** BEGIN Input **
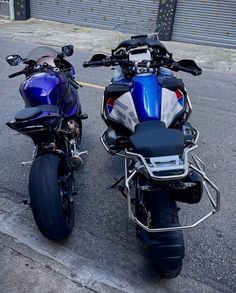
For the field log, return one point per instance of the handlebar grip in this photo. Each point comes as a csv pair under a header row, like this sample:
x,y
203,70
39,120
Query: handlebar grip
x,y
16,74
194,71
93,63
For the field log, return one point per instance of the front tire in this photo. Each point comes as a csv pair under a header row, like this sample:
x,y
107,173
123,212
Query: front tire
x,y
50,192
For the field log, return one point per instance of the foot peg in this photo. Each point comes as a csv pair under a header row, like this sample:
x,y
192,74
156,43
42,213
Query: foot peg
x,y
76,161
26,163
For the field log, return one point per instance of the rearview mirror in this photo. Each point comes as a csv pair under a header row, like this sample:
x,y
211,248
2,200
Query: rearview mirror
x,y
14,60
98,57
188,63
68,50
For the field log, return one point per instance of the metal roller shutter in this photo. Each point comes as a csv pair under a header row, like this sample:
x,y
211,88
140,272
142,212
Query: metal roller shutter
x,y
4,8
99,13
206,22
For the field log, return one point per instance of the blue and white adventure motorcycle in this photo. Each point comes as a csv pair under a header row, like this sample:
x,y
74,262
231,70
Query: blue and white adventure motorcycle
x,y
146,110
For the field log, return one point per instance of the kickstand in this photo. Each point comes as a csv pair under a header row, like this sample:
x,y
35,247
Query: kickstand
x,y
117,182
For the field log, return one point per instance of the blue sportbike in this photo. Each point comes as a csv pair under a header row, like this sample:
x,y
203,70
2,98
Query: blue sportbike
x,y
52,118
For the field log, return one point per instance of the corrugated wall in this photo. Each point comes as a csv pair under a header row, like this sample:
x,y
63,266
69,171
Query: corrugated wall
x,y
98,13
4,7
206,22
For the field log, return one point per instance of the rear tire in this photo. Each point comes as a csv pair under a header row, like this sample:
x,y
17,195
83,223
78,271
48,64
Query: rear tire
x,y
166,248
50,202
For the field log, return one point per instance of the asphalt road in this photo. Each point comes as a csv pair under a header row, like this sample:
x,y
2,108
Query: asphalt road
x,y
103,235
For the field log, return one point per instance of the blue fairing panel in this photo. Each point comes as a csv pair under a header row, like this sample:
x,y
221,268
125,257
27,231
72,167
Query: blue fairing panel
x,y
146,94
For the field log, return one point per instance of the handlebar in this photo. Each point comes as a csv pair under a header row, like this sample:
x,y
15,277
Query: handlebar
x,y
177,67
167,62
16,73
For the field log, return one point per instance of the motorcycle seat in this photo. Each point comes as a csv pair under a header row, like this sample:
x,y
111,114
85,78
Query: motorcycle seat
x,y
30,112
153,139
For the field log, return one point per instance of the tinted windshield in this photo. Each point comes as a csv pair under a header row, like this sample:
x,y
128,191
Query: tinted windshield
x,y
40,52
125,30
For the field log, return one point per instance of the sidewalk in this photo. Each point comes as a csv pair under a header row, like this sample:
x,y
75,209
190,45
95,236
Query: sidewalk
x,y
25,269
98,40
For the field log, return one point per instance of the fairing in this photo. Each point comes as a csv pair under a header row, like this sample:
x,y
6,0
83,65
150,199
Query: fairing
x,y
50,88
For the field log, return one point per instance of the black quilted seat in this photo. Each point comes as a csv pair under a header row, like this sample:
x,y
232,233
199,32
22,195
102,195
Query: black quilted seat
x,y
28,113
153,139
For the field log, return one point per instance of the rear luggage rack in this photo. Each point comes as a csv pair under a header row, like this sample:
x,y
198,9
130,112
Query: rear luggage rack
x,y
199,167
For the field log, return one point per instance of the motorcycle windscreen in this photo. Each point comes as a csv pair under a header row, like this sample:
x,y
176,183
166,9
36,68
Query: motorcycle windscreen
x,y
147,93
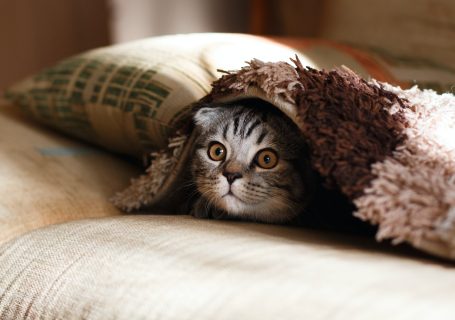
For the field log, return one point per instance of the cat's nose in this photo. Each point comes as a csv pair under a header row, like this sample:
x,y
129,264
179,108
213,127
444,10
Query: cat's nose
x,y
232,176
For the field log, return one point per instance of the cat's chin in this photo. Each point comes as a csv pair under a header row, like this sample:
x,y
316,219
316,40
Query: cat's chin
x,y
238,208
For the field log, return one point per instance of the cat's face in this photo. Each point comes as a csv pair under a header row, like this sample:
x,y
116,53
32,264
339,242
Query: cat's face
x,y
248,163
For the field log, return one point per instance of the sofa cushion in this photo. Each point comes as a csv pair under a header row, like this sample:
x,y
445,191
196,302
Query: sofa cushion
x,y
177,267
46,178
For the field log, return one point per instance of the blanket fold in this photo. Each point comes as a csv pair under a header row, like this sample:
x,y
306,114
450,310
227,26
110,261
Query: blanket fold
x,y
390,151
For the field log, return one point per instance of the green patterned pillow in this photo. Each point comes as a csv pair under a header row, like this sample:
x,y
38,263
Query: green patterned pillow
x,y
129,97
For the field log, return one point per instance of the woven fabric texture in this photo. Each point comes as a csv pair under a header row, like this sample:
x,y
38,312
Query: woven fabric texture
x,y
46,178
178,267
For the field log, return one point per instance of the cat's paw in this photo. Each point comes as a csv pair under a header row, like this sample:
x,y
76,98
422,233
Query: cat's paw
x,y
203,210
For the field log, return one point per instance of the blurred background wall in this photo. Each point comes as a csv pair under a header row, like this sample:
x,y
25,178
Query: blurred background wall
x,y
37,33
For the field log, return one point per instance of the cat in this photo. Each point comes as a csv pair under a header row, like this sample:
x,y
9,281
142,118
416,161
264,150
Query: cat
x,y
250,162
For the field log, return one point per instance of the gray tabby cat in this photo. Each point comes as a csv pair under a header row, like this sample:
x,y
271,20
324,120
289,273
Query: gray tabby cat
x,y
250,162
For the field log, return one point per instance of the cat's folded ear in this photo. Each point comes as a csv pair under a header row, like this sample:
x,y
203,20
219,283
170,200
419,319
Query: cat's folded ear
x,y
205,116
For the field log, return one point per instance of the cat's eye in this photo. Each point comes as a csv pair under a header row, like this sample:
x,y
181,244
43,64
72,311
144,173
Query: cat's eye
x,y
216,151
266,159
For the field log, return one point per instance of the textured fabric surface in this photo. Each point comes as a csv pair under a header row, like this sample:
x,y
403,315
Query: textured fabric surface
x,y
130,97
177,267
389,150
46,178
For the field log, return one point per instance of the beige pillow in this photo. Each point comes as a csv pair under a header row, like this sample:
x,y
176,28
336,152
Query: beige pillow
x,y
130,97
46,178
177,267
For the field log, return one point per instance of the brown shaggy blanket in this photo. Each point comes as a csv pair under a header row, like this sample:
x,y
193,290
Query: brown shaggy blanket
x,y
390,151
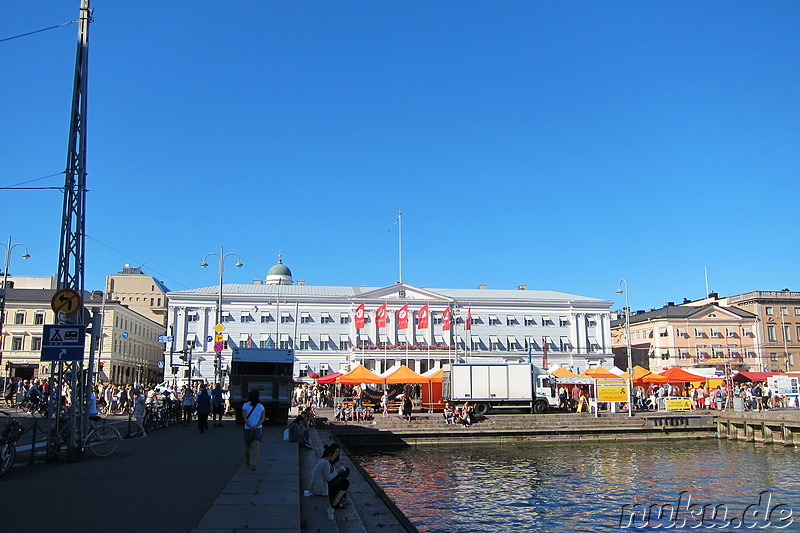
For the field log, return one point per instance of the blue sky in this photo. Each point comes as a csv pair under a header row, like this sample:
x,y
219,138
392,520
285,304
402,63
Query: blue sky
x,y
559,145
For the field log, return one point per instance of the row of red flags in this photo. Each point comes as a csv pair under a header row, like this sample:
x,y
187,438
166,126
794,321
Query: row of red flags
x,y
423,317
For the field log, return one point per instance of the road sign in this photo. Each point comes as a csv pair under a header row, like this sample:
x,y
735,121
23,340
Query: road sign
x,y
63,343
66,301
** END Input **
> Task prompt: Your task is to copy word for word the lines from the line containing "of the gray" to the end of the listing, both included, and to drop any pictures.

> The result:
For the field log, return one point per instance of the gray tabby cat in this photo. Each point comes as a csv pair under a header row, like this sample:
x,y
271,20
324,120
289,273
Query: gray tabby cat
x,y
250,162
For the field log, return one point per instance of the cat's folded ear in this photo. Each point comes as a csv pair under a header row, like this sample:
x,y
203,20
219,283
170,200
419,319
Query: cat's folded ear
x,y
205,116
For the field log, return one point per instance of the cat's eye in this photo. Each point comes as a csv pair under a header row, like this sample:
x,y
181,244
43,64
72,311
144,173
Query: cat's eye
x,y
216,151
266,159
For the field log, return one point per instance of the textured fabric surface in this photo. Each point comes as a csv pair under a header row, like this sample:
x,y
403,315
Query: textured fabric surface
x,y
130,97
177,267
389,150
46,178
For the field log, return one point per instance of the beige pillow in this photo. Each point comes as a csv pair under a header row, like this sample:
x,y
176,28
336,152
Query: beige pillow
x,y
130,97
46,178
177,267
For the field log, return one point per instance of the brown shaggy blanket in this photo. Each point comes as a csv pair under a header row, like this sample:
x,y
193,290
Query: brown shaggy blanket
x,y
390,151
For the field log, return one point per instance of the blue sky in this photo. Each point comes as a csv pair under a header row, like this sample:
x,y
219,138
392,520
285,304
402,63
Query: blue sky
x,y
559,145
For the field log, return one point per instance of the row of red flags in this photo. Each point comes as a csv pair under a header row, like this sample:
x,y
187,438
166,126
794,321
Query: row of red flags
x,y
423,317
For the field log, return one point per instance of the road sign in this photo. Each point comes as a csv pair under a header row, like this sample:
x,y
735,121
23,340
Query: road sign
x,y
63,343
66,301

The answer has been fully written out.